• TASK DATA:
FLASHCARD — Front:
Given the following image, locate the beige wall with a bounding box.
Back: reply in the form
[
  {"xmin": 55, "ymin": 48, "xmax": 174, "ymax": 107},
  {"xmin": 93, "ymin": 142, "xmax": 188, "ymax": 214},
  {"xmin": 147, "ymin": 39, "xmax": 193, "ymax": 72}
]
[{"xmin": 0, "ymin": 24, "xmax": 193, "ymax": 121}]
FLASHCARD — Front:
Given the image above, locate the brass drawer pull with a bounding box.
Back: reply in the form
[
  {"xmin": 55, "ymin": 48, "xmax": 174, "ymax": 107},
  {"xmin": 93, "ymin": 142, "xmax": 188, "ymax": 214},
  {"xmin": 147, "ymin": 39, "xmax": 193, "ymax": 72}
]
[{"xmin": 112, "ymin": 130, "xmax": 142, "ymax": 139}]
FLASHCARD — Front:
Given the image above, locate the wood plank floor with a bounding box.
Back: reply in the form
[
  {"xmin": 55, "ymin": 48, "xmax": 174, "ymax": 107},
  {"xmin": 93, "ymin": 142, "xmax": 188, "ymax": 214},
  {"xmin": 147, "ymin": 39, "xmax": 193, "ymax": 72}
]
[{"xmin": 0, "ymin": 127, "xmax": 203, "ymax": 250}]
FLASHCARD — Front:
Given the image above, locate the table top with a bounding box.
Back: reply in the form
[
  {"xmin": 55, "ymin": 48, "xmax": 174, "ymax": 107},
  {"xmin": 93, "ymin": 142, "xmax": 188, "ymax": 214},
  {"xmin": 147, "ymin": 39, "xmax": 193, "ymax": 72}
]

• WHAT TO PRODUCE:
How many of the lines above contain the word "Given"? Reply with the number alone.

• WORKED ANSWER:
4